» QUESTIONS:
1 – Decide whether each statement agrees with the film review. For each, answer yes or no and quote the words of the review that settle it.
(a) Stallone and Walter Hill had worked together several times before this film.
(b) Jimmy kills the woman he finds in the shower.
(c) Stallone is 66 years old.
2 – Answer each question from the film review.
(a) Who plays Louis?
(b) In what city does Taylor Kwon work as a detective?
(c) Who plays Jimmy's daughter?
3 – List every Walter Hill film named in the film review.

» SELECTED TEXT:
□ □ □ □

As a movie fan in the 1980s I was a huge fan of both Sylvester Stallone and director Walter Hill. Sly was kicking ass over and over, from the various “Rocky” and “Rambo” films to “Night Hawks” and “Tango and Cash.” And Hill, coming off “The Warriors,” was creating such gems as “The Long Riders,” “Southern Comfort” and, of course, “48 Hours.” It’s taken the two of them three decades to finally work together and I’m happy to say that the resulting film doesn’t disappoint.
Jimmy (Stallone) and Louis (Jon Seda) are hit men. Their current assignment finds them visiting a man in his hotel room. The deed is done but a witness is left behind…a woman who Jimmy discovers in the shower but doesn’t kill. Asked if the woman could identify him Jimmy replies, “she won’t.” Later that night both men, while waiting for their payment, are attacked and Louis is killed. Needless to say, Jimmy isn’t happy. He not only has to find the man who killed Louis but he still wants his money! And he’s not a patient man.
Two weeks ago the enjoyable return of 66 year old Arnold Schwarzenegger was deemed a failure because it didn’t have a big weekend at the box office. And that may happen this weekend for Stallone, also 66. Which is a shame because, 35 years after the fact, he still has the screen presence that caused Roger Ebert to compare him to Marlon Brando after the release of “Rocky.” In “Bullet to the Head” he becomes partners with Washington D.C. detective Taylor Kwon (Sung Kang, probably best known for his work in several of the past “Fast and Furious” films). Their relationship is typical good cop/bad cop (or in this case good cop/bad hit man) and it’s their exchanges that give the film a sense of humor. Jimmy isn’t fond of Kwon’s Asian heritage and prefers to call him Odd Job (not to be outdone, another character calls Kwon Kato) and Kwon marvels at how stuck in the 20th Century Jimmy is. However, when the time comes, both men excel at dispatching the bad guys, with each action scene a testament to the talent of director Hill.
The supporting cast also does well, including Slater and “Lost’s” Adewale Akinnuoye-Agbaje as the resident bad guys of New Orleans. Credit also Sarah Shahi as Jimmy’s tattooed daughter and the screen’s most recent Conan the Barbarian, Jason Momoa, as the baddest dude Sly has tangled with in a long time. Also credit Momoa for taking a character that begins very one dimensional and giving him some life. And also give a round of applause to the visual effects department. “Bullet to the Head” isn’t just a clever name…the film has a pretty hefty death count with the bullets pretty much hitting everywhere!

□ □ □ □

» EXTRACTED INFORMATION:
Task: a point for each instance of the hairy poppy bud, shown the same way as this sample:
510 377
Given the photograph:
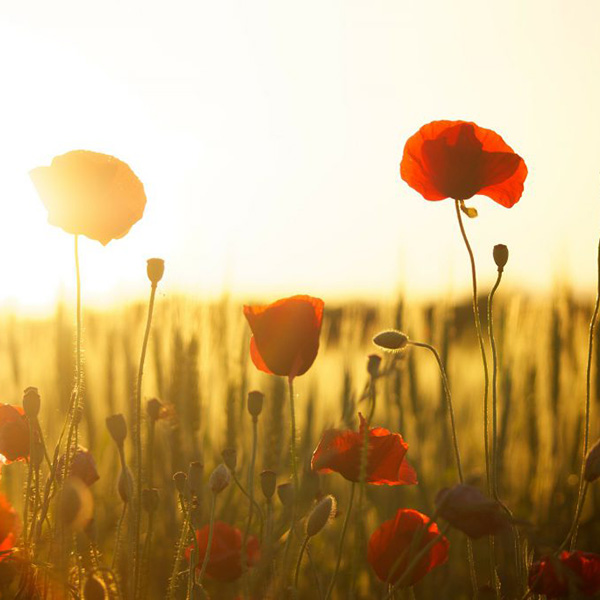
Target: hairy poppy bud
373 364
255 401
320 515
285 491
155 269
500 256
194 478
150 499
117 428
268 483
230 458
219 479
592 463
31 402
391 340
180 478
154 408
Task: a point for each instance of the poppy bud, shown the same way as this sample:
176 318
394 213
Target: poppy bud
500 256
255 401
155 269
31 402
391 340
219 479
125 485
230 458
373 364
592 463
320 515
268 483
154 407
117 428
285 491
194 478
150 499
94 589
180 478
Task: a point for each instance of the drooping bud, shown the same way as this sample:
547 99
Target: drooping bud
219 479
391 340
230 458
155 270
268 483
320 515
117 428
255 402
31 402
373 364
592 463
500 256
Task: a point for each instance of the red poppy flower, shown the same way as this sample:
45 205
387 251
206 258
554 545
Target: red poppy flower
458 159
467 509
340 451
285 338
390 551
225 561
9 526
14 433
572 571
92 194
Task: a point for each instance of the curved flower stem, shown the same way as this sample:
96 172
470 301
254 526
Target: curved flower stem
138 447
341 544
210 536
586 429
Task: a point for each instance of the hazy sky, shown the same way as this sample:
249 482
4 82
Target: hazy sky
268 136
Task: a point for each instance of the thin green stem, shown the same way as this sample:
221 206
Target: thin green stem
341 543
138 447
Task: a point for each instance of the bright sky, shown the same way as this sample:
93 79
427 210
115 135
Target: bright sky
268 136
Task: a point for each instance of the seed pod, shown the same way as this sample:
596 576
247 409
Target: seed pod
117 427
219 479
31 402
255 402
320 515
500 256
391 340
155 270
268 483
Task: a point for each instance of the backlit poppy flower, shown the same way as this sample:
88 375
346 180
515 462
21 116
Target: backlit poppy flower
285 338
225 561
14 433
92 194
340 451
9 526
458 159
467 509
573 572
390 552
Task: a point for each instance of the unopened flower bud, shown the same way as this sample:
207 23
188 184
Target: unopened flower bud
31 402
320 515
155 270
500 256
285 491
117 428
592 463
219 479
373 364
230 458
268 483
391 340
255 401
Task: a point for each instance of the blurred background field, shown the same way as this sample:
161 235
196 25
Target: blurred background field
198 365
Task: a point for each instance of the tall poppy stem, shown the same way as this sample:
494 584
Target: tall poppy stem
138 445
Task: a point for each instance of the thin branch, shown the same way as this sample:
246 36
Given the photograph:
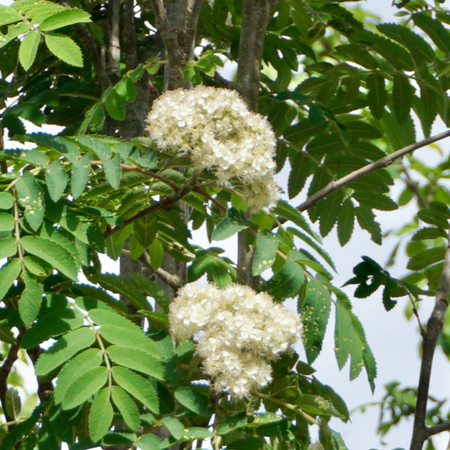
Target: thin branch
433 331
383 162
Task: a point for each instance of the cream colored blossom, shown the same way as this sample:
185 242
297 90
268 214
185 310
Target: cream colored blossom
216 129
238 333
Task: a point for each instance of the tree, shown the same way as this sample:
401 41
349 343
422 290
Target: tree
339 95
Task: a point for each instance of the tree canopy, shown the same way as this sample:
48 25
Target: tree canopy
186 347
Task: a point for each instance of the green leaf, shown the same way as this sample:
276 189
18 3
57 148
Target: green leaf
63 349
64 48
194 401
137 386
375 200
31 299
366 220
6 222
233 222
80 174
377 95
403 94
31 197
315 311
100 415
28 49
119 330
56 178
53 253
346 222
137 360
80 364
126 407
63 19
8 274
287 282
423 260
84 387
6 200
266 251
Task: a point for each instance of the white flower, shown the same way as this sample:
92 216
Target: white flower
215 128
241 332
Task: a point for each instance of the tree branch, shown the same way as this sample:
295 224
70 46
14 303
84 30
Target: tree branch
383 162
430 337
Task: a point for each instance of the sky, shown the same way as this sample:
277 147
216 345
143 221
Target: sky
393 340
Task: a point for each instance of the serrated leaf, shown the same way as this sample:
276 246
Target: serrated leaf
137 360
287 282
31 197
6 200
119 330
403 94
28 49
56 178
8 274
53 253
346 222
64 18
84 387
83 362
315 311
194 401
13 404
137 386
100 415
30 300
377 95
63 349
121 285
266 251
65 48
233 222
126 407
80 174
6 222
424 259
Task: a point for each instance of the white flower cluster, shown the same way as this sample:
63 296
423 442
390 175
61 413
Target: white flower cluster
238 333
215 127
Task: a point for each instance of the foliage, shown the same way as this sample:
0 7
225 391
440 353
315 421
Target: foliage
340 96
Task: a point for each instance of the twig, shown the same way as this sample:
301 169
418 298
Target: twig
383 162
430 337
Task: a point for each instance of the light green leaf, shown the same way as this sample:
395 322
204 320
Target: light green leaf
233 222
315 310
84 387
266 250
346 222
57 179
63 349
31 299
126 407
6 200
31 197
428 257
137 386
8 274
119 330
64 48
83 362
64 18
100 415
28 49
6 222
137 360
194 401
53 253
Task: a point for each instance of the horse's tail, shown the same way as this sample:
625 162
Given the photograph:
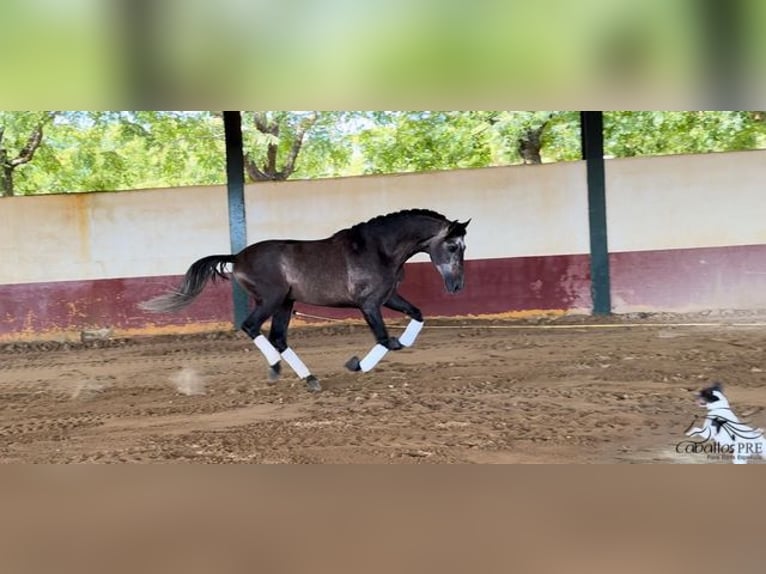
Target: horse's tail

□ □ □ □

» SOLUTION SET:
1 –
(a) No: "It’s taken the two of them three decades to finally work together"
(b) No: "a woman who Jimmy discovers in the shower but doesn’t kill"
(c) Yes: "that may happen this weekend for Stallone, also 66"

2 –
(a) Jon Seda
(b) Washington D.C.
(c) Sarah Shahi

3 –
"The Warriors"
"The Long Riders"
"Southern Comfort"
"48 Hours"
"Bullet to the Head"